■ Texto de referência:
Anunciada como a solução das distorções do sistema eleitoral brasileiro, a reforma política desconfigurou-se ao longo dos debates e votações e acabou minguando, sem nenhuma expectativa de substancial transformação nas eleições e campanhas políticas. Literalmente, “para inglês ver”. O que sobrou da reforma? Na reta final, a reforma política se subdividiu em apenas três partes: o projeto que cria o fundo eleitoral bilionário com recursos públicos; o que fixa como o dinheiro do fundo será dividido; e ainda a Emenda Constitucional 97/17, que decreta o fim das coligações partidárias a partir de 2020 e cria a cláusula de desempenho para os partidos a partir de 2018.

Outras propostas, que davam corpo à reforma, foram deixadas de lado ao longo do caminho. A mudança mais polêmica, retirada pelos deputados do texto original, era a transição do atual sistema – chamado de proporcional – para o “distritão” nas eleições de 2018, quando serão eleitos deputados estaduais e federais, e “distrital misto” para 2020, quando serão escolhidos os vereadores. Hoje, no sistema proporcional, para um deputado se eleger, é necessário calcular seu número de votos combinado com a quantidade de votos dados ao partido ou à coligação. Se o distritão fosse aprovado, o sistema de escolha de deputados federais, estaduais e vereadores nas duas próximas eleições se tornaria majoritário e seriam eleitos os candidatos mais votados. No distrital misto, o eleitor vota duas vezes: uma vez nos candidatos e outra em nomes de uma lista apresentada pelo partido.

Os congressistas excluíram também do projeto a possibilidade de partidos com afinidade ideológica se unirem em federações, o que substituiria parcialmente as coligações. As siglas que fariam parte das federações teriam de atuar juntas durante a campanha eleitoral e, posteriormente, como um bloco parlamentar durante a legislatura. A Câmara havia também retirado do texto original uma proposta para acabar com a chamada janela partidária, que estabelece que os parlamentares não podem mudar de partido num período de seis meses antes da eleição. Mas, segundo a versão final aprovada, será possível mudar de legenda no mês de março do ano eleitoral sem a punição prevista de perda do mandato.

■ Requisitos das tarefas:
**1)** De acordo com o texto sobre a reforma política, o que determina a Emenda Constitucional 97/17?
**2)** Redija a continuação do texto sobre a reforma política, começando logo após a última frase apresentada.

■ Registros:
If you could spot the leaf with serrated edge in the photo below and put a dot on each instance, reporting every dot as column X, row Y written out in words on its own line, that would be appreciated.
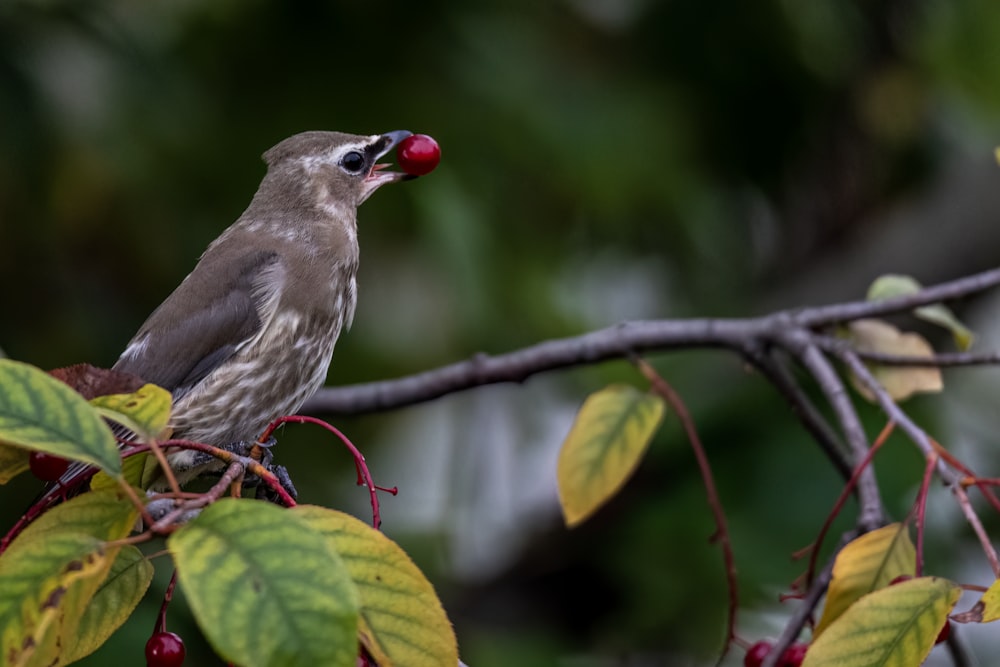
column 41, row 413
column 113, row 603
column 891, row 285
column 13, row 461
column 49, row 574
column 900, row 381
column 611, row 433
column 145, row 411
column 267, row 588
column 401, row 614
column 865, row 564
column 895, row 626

...

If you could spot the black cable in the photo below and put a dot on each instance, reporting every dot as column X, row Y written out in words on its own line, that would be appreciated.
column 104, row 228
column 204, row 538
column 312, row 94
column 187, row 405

--

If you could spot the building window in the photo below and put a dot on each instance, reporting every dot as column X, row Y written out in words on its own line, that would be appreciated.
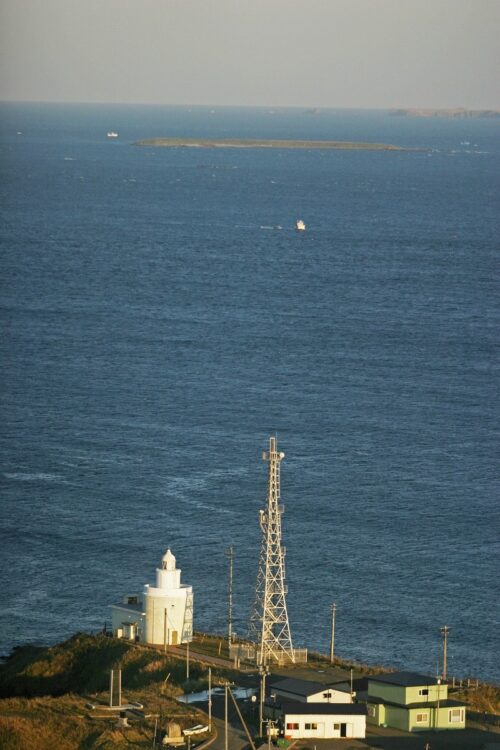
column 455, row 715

■ Respostas por tarefa:
**1)** Determina o fim das coligações partidárias a partir de 2020 e cria a cláusula de desempenho para os partidos a partir de 2018.

**2)**
Para que qualquer mudança na legislação eleitoral entrasse em vigor no pleito do ano que vem, segundo o princípio da anualidade eleitoral, deveria ser aprovada até o prazo final, que foi dia 7 de outubro, um ano antes do primeiro turno das eleições de 2018, o que levou os congressistas a acelerarem, em muito, a votação das matérias. Na Câmara, os deputados aprovaram o projeto com as regras eleitorais, relatado pelo deputado Vicente Cândido (PT-SP), às 3h da madrugada. E, 12 horas depois, por volta das 15h, o Senado aprovou o mesmo projeto. Na prática, a reforma política foi costurada em 12 horas entre a madrugada da Câmara e a aprovação no Senado.

Fundo EleitoralA pressa da classe política foi em garantir o financiamento das campanhas por meio do imoral “fundão eleitoral”, de R$ 1,7 bilhão, composto por 30% das emendas impositivas apresentadas pelas bancadas e pela compensação fiscal paga às emissoras de rádio e de TV pela propaganda partidária, que será extinta. A proposta foi aprovada pelas duas casas e sancionada com vetos a divisão dos recursos e a previsão de que valores do fundo financiassem apenas candidatos majoritários. Além do fundão, os partidos ainda contarão com o Fundo Partidário, que já existe, no valor de cerca de R$ 850 milhões.

Fim das coligações e cláusula de barreira – Pautas mais sensíveis, como o fim das coligações partidárias e a criação da cláusula de desempenho foram aprovadas e promulgadas pelo Congresso, porém com vigência a partir de 2020. O objetivo da EC 97/17, segundo parlamentares, é reduzir o número de agremiações no parlamento, o que pode facilitar a formação de consensos, diminuindo os custos políticos para os presidentes da República conseguirem aprovar projetos. Cabe lembrar que muitos dos casos de corrupção descobertos nas duas últimas décadas tiveram como origem justamente a compra de votos e distribuição de cargos pelo Planalto na tentativa de fazer avançar projetos de lei e emendas constitucionais.

Confira como será o nível de exigência para que as legendas tenham acesso ao Fundo Partidário:

Eleições de 2018 – Os partidos terão de obter, nas eleições para deputado federal, pelo menos 1,5% dos votos válidos, distribuídos em, no mínimo, um terço das unidades da federação, com ao menos 1% dos votos válidos em cada uma delas; ou ter eleito pelo menos 9 deputados, distribuídos em, no mínimo, um terço das unidades da federação.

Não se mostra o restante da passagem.